Records from a point labeling set:
────────────────

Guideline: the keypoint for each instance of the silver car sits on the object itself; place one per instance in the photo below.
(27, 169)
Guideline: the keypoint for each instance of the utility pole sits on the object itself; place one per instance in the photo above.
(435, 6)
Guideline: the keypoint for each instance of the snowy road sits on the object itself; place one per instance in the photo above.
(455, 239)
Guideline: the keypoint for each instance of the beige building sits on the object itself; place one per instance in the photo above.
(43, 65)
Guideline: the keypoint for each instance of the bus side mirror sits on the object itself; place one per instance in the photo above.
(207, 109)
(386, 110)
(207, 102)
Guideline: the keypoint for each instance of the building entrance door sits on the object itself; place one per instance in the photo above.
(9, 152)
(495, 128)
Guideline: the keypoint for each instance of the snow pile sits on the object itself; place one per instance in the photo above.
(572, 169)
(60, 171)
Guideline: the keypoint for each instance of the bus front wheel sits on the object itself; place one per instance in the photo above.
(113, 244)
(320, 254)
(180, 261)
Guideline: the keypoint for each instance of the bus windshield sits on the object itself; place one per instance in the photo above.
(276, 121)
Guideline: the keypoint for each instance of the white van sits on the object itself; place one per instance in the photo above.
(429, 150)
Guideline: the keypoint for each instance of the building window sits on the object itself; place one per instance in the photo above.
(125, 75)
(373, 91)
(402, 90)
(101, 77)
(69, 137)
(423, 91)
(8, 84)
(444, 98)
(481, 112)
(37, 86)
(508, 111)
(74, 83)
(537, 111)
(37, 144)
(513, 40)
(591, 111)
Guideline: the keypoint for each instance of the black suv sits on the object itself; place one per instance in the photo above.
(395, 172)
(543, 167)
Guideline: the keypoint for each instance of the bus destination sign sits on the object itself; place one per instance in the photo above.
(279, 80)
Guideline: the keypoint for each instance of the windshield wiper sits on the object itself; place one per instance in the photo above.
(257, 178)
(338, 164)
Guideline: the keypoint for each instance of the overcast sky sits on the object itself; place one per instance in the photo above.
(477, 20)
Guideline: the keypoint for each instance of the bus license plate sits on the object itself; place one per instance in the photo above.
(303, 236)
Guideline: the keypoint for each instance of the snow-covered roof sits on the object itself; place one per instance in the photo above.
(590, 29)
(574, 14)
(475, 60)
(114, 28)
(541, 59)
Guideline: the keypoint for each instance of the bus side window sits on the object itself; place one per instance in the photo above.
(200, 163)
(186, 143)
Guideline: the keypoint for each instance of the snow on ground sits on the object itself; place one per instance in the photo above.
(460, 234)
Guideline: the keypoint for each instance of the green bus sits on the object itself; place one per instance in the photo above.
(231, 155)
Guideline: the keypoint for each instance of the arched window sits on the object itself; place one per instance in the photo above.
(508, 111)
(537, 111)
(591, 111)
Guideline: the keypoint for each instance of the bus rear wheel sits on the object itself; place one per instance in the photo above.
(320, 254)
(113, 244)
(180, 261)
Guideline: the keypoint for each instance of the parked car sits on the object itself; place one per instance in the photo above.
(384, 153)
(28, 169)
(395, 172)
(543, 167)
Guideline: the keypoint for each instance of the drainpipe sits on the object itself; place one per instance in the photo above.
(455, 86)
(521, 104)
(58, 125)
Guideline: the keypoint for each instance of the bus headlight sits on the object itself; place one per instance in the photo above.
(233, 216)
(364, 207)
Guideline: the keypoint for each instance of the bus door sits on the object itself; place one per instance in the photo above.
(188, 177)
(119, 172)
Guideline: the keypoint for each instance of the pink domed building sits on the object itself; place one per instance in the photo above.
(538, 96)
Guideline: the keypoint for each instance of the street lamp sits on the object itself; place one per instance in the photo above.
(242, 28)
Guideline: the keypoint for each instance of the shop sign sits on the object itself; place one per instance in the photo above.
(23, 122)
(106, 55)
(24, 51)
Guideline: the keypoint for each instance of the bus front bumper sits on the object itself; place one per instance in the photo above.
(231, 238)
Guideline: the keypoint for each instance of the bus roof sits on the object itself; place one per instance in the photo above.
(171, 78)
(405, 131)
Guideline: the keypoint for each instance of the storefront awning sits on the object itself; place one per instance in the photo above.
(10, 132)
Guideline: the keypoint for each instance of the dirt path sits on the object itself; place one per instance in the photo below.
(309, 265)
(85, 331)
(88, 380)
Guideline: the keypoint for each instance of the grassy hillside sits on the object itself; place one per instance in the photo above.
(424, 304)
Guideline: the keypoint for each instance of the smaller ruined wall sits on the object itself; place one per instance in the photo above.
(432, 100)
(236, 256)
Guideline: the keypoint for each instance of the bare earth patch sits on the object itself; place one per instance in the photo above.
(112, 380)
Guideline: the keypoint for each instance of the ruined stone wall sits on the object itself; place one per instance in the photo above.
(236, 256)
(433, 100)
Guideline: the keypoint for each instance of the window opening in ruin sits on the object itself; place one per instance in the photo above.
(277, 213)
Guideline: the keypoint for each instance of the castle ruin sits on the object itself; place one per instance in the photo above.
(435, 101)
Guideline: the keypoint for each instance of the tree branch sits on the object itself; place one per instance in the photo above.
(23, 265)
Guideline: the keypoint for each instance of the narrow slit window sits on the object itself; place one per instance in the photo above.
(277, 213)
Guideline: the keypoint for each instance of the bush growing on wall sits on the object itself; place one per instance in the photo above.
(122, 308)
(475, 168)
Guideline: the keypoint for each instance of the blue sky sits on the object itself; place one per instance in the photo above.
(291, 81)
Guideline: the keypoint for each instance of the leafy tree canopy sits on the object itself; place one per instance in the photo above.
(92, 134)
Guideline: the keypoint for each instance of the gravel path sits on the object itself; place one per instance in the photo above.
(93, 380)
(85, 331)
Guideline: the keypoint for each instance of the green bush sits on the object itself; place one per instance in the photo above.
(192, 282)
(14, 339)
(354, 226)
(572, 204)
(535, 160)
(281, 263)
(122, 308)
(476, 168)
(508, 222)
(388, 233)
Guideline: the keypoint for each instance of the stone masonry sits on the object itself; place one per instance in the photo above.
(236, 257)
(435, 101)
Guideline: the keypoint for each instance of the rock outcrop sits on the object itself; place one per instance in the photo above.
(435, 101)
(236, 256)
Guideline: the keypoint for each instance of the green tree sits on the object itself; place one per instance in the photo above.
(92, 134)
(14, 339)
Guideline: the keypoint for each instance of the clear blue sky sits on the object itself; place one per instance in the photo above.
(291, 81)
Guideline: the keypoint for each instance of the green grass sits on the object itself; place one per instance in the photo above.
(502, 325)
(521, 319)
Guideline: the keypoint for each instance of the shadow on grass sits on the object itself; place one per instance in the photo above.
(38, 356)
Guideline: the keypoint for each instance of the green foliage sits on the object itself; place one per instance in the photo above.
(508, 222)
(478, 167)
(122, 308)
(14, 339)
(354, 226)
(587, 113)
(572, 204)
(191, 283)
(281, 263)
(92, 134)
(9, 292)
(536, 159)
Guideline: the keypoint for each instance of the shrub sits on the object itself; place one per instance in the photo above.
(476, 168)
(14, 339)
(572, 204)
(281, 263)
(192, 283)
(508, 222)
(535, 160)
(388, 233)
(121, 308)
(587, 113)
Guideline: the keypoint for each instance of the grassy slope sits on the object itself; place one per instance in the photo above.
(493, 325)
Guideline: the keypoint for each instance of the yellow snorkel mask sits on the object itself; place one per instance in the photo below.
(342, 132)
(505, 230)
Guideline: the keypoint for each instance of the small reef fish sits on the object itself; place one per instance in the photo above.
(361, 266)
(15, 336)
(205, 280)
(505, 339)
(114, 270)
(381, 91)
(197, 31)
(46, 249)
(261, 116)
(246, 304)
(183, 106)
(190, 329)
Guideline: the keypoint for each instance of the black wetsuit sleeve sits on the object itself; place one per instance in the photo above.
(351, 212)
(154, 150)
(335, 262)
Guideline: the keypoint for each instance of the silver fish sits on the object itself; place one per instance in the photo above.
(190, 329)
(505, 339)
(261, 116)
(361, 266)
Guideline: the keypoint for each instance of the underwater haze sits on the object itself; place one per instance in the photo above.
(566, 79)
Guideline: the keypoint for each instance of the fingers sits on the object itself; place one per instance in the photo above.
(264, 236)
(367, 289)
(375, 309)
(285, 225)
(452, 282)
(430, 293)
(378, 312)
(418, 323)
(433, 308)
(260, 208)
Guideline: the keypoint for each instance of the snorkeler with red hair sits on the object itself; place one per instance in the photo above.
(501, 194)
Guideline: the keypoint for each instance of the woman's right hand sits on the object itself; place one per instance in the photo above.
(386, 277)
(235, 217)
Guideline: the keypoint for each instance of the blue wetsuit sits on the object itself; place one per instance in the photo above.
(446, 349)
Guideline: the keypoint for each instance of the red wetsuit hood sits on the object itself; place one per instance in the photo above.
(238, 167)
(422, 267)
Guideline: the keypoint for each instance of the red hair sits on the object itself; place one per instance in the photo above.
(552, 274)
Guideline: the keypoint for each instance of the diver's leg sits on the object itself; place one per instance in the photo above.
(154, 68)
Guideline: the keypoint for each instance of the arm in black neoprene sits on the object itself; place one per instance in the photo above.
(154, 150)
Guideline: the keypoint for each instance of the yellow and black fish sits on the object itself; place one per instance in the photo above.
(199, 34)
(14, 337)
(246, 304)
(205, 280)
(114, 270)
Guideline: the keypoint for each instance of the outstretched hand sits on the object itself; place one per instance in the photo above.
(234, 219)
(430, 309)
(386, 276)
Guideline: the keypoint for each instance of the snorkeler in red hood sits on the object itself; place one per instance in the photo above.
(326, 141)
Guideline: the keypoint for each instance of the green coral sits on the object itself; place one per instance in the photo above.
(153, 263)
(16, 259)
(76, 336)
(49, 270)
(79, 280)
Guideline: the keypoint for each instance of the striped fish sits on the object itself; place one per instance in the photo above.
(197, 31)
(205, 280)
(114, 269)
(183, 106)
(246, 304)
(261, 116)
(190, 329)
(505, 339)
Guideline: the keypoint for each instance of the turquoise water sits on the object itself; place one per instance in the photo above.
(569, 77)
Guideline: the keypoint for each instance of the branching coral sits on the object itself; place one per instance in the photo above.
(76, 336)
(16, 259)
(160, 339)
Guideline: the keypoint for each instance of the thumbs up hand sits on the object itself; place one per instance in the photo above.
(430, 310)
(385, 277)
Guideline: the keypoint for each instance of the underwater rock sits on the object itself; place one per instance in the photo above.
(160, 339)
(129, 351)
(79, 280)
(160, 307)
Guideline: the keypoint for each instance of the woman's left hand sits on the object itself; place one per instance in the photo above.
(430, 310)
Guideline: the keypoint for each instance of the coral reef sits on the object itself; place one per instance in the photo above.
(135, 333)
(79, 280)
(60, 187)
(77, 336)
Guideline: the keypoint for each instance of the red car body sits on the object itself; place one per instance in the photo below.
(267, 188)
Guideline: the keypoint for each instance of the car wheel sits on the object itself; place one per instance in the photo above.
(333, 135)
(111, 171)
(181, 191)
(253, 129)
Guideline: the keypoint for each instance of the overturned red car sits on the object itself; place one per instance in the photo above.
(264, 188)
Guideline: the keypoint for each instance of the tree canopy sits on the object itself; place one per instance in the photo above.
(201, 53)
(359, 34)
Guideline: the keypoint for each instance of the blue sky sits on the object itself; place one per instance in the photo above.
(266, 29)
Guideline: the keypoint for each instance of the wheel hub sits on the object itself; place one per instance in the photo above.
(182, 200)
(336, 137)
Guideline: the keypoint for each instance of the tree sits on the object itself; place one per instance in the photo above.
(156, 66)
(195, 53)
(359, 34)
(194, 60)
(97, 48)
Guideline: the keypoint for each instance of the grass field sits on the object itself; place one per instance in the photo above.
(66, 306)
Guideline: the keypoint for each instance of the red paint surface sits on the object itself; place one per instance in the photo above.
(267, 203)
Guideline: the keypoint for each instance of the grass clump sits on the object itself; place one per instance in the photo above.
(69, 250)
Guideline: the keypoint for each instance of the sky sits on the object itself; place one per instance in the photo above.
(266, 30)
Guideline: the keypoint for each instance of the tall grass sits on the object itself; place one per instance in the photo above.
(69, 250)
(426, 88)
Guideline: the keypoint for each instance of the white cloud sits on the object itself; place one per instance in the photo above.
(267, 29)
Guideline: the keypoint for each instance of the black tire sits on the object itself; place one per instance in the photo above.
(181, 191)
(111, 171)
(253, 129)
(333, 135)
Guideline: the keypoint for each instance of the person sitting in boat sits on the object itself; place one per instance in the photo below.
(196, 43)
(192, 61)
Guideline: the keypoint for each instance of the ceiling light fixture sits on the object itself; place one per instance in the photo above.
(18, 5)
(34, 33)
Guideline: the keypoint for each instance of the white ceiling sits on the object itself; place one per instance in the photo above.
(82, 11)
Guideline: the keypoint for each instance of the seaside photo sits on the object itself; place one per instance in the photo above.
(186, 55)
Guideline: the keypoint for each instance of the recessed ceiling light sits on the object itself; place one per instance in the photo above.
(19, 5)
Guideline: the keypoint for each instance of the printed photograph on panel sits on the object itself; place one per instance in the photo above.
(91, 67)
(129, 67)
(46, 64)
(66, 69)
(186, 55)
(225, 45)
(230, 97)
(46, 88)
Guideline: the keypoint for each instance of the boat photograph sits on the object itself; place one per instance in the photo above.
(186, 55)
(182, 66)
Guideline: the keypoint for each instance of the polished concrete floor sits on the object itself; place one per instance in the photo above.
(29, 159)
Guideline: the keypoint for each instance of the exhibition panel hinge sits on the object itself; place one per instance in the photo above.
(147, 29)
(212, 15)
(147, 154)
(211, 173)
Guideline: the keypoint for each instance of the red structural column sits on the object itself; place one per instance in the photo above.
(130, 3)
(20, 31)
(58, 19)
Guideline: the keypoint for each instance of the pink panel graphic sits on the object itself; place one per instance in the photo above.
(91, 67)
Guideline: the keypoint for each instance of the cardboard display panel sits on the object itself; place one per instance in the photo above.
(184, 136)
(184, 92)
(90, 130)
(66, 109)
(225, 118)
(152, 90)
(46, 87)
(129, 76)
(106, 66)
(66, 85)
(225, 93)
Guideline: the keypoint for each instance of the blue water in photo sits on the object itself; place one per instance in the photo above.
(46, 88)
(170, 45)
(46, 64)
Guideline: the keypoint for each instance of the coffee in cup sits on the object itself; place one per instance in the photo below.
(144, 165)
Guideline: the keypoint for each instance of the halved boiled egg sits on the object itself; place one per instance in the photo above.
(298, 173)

────────────────

▶ _TASK TO CARRY OUT_:
Output, unchanged, the lines from the line with "Guideline: the keypoint for each instance of the printed" through the final line of the material.

▶ _TASK ANSWER_:
Guideline: the keypoint for each instance of the printed photograph on panel sits on the object itself; place one per instance in the photo above.
(91, 67)
(129, 67)
(46, 64)
(66, 69)
(186, 55)
(225, 45)
(230, 97)
(46, 88)
Guideline: the keypoint for each instance of the boat photograph sits on the object itself; place one per instance in the photo above.
(186, 55)
(182, 66)
Guideline: the keypoint for each instance of the polished concrete floor sits on the object itself; place one per instance in the photo above.
(29, 159)
Guideline: the keypoint for each instance of the exhibition panel hinge sits on the object itself; place one per instance in the photo above.
(147, 29)
(212, 15)
(147, 154)
(211, 173)
Guideline: the keypoint for each instance of the red structural column sits on the object itself; place one per instance in the photo above.
(130, 3)
(20, 31)
(58, 19)
Guideline: the keypoint for each instance of the pink panel graphic sits on the object itself; place one per instance in the photo above.
(91, 67)
Guideline: the keypoint for each instance of the cardboard display panel sits on the object itself; place one per instance in the photo above.
(184, 136)
(184, 92)
(90, 130)
(66, 109)
(225, 118)
(152, 90)
(46, 87)
(129, 76)
(106, 66)
(66, 85)
(225, 93)
Guideline: the keypoint for each instance of the blue water in photo sits on the object itself; place one per instance in the photo above.
(46, 88)
(170, 45)
(46, 64)
Guideline: the keypoint for each instance of the coffee in cup sits on the object itself; place one per instance in the photo below.
(144, 165)
Guideline: the keypoint for each instance of the halved boiled egg sits on the object itself; place one per instance in the photo above.
(298, 173)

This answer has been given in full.